= BLOCO DE TEXTO =
+++
Sertânia é um tratado sobre o Brasil e nossa violência

Dirigido pelo veterano Geraldo Sarno, longa-metragem nasce clássico, com vigor estético e polifonia de ideias

Sertânia, uma das raras ficções na carreira do cineasta baiano Geraldo Sarno, é uma ode ao cinema e um recorte preciso acerca da violência que fundamenta o Brasil e nosso patriarcalismo. O filme, que vem sendo alçado à condição de clássico imediato, narra a vida e os delírios de Antão após ser atingido por disparo em um confronto entre o seu bando de cangaceiros e uma volante de policiais. Sertânia, contudo, vai muito além do que essa sinopse tão desgastada por anos e anos de filmes de cangaço dá a entender. Geraldo Sarno estreou como diretor em 1965 com o incontornável curta-metragem Viramundo, realizou outros diversos documentários, atravessou o Cinema Novo, a Embrafilme e a Retomada. Hoje, com 83 anos, apresenta uma obra de invenção que está à frente de grande parte da cinematografia brasileira contemporânea, com seus cineastas tão afeitos a modismos de linguagem e conteúdo.

O Brasil tem um longo histórico de filmes sociais. O próprio Geraldo Sarno dedicou sua vida e carreira a eles. Contudo, sobretudo na última década – e me arriscando a uma generalização de grandes erros – temos visto uma crescente produção muito afeita ao conteúdo e pouco à forma. Ou seja, continuamos produzindo filmes que pensam e repensam o país, mas sem o vigor estilístico de outrora. Atravessamos tempos de grande impacto na micro e na macropolítica, vemos uma reacomodação de atores sociais, uma grande presença de protagonistas que antes eram relegados à condição de figurantes (falo da revolução identitária que tem balançado as teias de discursos solidificados). Assim, é compreensível que o cinema acompanhe a transformação que a sociedade vê e, na sua vocação de espelho, ponha à luz as falas que perpassam estes anos duros. Mas nesse movimento de dar voz a quem não tinha voz, parece que estamos esquecendo que cinema é também linguagem, ilusão, mágica e arte. É como se o cinema nacional estivesse no extremo oposto do que fora durante o Cinema Novo, lá nas décadas de 1960 e 1970, quando a preocupação era sobretudo pela estética e, embora pensasse o cinema como ato revolucionário, não tinha envergadura para chegar ao povo, pois hermético.
+++
= DADOS FORNECIDOS =
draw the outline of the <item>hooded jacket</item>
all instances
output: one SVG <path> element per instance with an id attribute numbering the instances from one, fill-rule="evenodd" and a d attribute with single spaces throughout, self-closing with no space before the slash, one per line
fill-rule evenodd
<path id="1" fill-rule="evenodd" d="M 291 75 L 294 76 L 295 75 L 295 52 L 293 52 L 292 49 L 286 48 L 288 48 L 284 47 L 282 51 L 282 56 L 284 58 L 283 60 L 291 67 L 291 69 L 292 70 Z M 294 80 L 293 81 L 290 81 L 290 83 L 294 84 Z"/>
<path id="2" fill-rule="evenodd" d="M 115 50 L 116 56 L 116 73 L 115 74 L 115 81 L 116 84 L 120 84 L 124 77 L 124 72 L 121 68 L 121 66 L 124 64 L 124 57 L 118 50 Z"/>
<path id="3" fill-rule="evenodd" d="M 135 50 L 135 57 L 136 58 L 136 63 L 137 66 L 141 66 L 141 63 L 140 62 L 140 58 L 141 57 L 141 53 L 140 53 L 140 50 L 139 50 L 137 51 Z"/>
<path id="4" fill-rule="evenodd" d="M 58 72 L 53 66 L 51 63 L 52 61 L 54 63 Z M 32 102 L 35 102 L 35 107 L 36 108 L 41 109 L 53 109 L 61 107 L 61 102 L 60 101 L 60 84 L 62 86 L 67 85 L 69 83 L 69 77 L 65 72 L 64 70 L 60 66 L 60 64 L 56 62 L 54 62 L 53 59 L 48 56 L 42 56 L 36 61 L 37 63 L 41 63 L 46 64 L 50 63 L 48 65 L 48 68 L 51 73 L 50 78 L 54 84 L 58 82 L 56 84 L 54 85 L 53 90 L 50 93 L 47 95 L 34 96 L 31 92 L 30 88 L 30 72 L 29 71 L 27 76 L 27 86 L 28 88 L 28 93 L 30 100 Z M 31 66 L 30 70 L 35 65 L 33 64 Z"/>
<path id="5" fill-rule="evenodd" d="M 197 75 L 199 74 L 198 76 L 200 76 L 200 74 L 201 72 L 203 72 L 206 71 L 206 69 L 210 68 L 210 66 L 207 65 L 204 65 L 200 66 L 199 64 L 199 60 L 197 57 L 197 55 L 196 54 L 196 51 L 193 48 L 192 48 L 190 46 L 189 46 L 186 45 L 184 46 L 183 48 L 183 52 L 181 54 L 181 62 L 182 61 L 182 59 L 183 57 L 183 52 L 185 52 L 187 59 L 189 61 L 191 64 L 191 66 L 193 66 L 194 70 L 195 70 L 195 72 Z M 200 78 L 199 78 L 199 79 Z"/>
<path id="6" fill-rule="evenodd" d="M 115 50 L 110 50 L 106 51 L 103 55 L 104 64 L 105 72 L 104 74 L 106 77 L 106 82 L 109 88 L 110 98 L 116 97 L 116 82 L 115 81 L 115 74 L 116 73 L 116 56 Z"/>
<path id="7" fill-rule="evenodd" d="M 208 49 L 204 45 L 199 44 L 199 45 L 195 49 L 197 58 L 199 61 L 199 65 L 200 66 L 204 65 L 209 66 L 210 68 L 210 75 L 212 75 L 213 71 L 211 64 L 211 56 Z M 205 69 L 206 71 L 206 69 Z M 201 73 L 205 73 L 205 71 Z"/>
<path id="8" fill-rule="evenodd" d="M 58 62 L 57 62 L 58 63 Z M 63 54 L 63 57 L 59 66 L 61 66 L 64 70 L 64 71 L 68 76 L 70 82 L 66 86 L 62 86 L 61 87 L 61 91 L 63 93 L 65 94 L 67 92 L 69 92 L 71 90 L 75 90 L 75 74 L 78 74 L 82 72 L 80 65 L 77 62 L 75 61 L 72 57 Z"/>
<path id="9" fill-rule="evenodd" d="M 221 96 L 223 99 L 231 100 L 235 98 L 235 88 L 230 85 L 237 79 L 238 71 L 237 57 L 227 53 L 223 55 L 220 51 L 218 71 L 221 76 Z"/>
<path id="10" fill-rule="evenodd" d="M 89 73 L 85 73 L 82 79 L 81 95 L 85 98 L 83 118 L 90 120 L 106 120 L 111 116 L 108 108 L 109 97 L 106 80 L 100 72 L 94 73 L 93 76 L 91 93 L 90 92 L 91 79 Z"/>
+++
= INSTRUÇÕES =
a: Copie da resenha sobre Sertânia o trecho que vai de "Sertânia, uma das" até "linguagem e conteúdo.".
b: Segundo a resenha sobre Sertânia, em que ano Geraldo Sarno estreou como diretor?
Os registros não têm nada a ver com isto.

= RESPOSTAS POR TAREFA =
a:
Sertânia, uma das raras ficções na carreira do cineasta baiano Geraldo Sarno, é uma ode ao cinema e um recorte preciso acerca da violência que fundamenta o Brasil e nosso patriarcalismo. O filme, que vem sendo alçado à condição de clássico imediato, narra a vida e os delírios de Antão após ser atingido por disparo em um confronto entre o seu bando de cangaceiros e uma volante de policiais. Sertânia, contudo, vai muito além do que essa sinopse tão desgastada por anos e anos de filmes de cangaço dá a entender. Geraldo Sarno estreou como diretor em 1965 com o incontornável curta-metragem Viramundo, realizou outros diversos documentários, atravessou o Cinema Novo, a Embrafilme e a Retomada. Hoje, com 83 anos, apresenta uma obra de invenção que está à frente de grande parte da cinematografia brasileira contemporânea, com seus cineastas tão afeitos a modismos de linguagem e conteúdo.

b: Em 1965, com o curta-metragem Viramundo.